BEGIN Data for the task
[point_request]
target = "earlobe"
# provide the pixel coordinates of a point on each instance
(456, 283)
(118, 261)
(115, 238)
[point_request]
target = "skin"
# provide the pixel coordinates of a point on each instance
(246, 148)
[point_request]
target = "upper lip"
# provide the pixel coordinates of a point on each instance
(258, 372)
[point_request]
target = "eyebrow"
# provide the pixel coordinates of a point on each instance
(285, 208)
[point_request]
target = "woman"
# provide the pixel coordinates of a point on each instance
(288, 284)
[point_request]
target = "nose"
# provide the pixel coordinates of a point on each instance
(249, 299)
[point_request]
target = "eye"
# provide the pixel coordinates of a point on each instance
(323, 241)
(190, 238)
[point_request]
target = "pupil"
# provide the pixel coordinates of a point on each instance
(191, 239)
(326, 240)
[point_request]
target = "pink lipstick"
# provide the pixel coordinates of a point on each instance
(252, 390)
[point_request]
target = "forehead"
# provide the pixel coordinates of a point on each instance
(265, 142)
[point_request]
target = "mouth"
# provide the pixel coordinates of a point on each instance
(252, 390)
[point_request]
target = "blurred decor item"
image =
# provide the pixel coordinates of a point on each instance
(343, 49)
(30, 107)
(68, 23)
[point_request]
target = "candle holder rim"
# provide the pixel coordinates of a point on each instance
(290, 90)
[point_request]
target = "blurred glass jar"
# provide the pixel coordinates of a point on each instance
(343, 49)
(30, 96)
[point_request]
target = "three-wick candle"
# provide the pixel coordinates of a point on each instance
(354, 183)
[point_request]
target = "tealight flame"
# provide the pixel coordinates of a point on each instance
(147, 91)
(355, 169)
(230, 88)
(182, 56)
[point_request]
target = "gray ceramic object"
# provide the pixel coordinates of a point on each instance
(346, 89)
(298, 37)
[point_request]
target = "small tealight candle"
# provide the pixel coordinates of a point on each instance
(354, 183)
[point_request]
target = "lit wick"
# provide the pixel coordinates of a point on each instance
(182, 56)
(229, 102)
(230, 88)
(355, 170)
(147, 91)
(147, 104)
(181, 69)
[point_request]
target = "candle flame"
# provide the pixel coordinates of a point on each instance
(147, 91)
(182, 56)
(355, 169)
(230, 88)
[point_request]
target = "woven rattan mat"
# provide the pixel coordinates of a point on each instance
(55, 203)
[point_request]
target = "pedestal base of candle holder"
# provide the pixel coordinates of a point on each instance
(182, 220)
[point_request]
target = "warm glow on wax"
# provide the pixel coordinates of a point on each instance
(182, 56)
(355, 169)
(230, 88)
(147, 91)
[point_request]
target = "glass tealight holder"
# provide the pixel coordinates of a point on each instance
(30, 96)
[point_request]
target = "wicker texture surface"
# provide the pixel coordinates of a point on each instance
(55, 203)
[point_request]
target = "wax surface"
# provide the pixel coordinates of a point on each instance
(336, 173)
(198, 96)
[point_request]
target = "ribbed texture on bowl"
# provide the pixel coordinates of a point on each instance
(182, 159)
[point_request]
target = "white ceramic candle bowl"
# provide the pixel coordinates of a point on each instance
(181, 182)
END Data for the task
- Instructions to follow -
Which lines in the items above contain the string "flame"? Pull out every one of them, matching case exactly.

- Finished exercise -
target = "tealight flame"
target = "candle flame"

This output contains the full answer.